### Aim of the exercise
From the entries that follow, report every line in which "ferris" occurs.
= = =
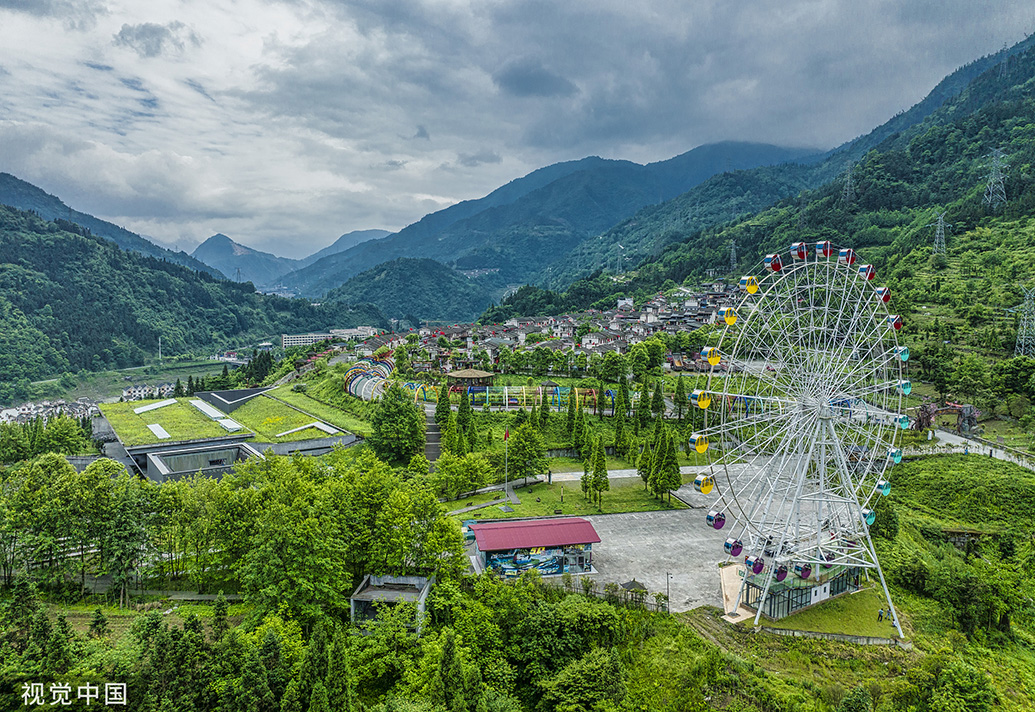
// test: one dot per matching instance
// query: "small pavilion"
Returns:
(470, 377)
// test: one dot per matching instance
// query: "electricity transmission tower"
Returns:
(940, 227)
(995, 191)
(1026, 327)
(848, 195)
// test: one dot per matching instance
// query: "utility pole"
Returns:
(940, 227)
(995, 191)
(1026, 326)
(848, 195)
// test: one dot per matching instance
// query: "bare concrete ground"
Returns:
(647, 545)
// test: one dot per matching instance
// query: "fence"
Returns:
(841, 638)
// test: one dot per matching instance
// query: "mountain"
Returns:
(70, 300)
(19, 194)
(530, 226)
(732, 196)
(938, 165)
(241, 263)
(344, 242)
(415, 290)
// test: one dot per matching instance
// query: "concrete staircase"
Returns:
(433, 446)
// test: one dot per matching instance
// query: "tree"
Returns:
(464, 411)
(442, 409)
(589, 683)
(527, 453)
(657, 402)
(680, 397)
(219, 623)
(600, 481)
(643, 408)
(971, 378)
(98, 624)
(397, 427)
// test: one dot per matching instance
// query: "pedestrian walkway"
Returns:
(433, 438)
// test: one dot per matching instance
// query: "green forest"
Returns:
(71, 301)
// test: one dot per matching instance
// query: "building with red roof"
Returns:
(552, 546)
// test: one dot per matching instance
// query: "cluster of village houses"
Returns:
(615, 330)
(48, 409)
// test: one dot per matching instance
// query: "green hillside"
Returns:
(415, 289)
(70, 301)
(23, 196)
(529, 228)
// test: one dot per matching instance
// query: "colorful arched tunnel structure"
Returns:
(368, 378)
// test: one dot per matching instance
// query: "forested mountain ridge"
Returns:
(70, 300)
(730, 196)
(940, 164)
(255, 266)
(24, 196)
(415, 290)
(530, 226)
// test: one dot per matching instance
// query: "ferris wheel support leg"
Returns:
(884, 585)
(765, 591)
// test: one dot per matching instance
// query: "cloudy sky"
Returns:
(285, 124)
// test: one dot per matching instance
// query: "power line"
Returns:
(1026, 327)
(848, 194)
(995, 191)
(940, 227)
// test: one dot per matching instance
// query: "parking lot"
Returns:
(646, 545)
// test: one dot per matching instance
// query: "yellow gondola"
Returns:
(704, 483)
(700, 442)
(701, 398)
(749, 284)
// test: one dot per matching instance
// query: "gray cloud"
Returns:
(149, 39)
(529, 78)
(301, 123)
(472, 159)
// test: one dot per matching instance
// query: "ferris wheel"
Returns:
(802, 412)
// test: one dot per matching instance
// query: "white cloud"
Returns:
(285, 124)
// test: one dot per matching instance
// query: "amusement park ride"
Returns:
(801, 427)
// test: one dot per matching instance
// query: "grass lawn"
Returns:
(625, 495)
(332, 415)
(854, 614)
(268, 417)
(181, 420)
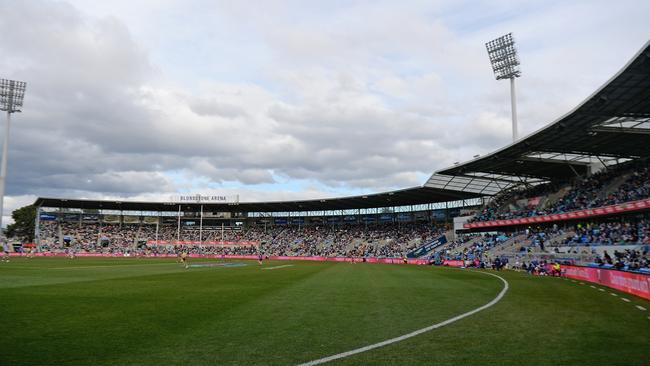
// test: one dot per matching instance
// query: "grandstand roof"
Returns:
(610, 126)
(404, 197)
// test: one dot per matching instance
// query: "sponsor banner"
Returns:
(113, 219)
(385, 217)
(132, 219)
(350, 219)
(44, 216)
(216, 242)
(580, 214)
(404, 216)
(71, 217)
(316, 220)
(150, 220)
(453, 263)
(90, 218)
(634, 283)
(427, 247)
(369, 218)
(438, 215)
(229, 256)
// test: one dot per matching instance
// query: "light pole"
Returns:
(12, 93)
(505, 63)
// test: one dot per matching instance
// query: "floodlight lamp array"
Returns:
(503, 56)
(12, 93)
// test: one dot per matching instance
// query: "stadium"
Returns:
(538, 252)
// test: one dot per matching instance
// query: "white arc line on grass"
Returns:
(417, 332)
(278, 267)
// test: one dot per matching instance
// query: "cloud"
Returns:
(285, 101)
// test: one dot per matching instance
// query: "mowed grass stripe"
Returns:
(246, 316)
(242, 316)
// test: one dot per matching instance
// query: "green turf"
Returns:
(56, 311)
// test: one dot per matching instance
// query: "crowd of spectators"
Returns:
(583, 194)
(611, 233)
(379, 240)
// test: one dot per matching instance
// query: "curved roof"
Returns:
(610, 126)
(404, 197)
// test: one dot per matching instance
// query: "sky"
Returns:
(275, 100)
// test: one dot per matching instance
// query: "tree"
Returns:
(23, 226)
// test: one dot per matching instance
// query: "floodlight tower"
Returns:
(505, 63)
(12, 93)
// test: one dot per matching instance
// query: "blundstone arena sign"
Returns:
(205, 198)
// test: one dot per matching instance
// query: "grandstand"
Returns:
(570, 191)
(205, 281)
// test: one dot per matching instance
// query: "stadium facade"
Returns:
(610, 127)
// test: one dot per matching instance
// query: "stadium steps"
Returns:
(614, 185)
(553, 198)
(511, 245)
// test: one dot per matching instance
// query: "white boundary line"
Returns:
(278, 267)
(417, 332)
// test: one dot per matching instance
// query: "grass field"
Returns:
= = =
### Reply
// query: "ferris wheel support leg"
// query: "ferris wheel"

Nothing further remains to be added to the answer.